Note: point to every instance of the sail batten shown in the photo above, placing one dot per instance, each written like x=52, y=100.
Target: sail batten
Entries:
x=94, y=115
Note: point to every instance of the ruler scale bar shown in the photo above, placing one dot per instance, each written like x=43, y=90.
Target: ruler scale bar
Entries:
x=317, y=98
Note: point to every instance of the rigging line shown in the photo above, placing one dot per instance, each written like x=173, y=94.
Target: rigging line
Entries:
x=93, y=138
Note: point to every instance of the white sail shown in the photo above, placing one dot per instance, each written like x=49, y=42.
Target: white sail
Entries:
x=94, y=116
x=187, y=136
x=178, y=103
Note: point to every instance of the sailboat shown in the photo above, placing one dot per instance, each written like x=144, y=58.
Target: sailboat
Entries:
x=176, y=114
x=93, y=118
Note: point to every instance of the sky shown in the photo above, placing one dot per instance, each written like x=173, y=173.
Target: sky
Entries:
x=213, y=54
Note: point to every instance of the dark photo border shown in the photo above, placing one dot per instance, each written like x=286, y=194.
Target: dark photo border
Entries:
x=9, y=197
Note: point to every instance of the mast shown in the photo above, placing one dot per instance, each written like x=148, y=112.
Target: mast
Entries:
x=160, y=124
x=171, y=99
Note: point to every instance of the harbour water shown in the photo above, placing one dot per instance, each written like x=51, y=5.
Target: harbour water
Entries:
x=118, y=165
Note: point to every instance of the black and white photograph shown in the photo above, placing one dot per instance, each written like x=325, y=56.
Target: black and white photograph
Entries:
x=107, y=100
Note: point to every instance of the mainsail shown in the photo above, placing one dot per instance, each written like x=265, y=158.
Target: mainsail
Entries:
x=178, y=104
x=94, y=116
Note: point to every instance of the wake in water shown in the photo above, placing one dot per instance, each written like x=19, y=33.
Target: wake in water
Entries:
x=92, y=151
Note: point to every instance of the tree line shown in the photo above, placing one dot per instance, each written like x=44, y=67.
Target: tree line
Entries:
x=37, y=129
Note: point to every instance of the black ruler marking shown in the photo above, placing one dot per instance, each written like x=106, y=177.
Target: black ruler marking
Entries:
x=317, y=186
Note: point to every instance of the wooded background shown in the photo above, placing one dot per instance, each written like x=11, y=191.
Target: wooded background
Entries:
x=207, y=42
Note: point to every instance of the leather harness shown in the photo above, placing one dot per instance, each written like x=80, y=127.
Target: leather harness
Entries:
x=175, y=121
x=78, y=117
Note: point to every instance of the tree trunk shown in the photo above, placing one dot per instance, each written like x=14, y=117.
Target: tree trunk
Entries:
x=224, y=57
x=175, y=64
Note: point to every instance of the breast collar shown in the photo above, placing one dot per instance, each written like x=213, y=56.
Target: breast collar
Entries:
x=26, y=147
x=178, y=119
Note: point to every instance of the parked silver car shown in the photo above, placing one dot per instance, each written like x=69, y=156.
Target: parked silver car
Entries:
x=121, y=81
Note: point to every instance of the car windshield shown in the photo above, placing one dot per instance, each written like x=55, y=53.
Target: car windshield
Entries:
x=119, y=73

## Goal of the exercise
Looking at the records above, please output exactly the lines that run from the one holding "Target: breast collar" to the final line, and only those.

## Solution
Target: breast collar
Entries:
x=26, y=147
x=178, y=119
Note: point to every instance of the parked silver car shown in the photo above, placing one dot per instance, each written like x=69, y=156.
Target: parked silver car
Entries:
x=121, y=81
Note: point to every instance of the car windshield shown in the photo above, placing one dot per instance, each written like x=55, y=53.
Target: car windshield
Entries:
x=119, y=73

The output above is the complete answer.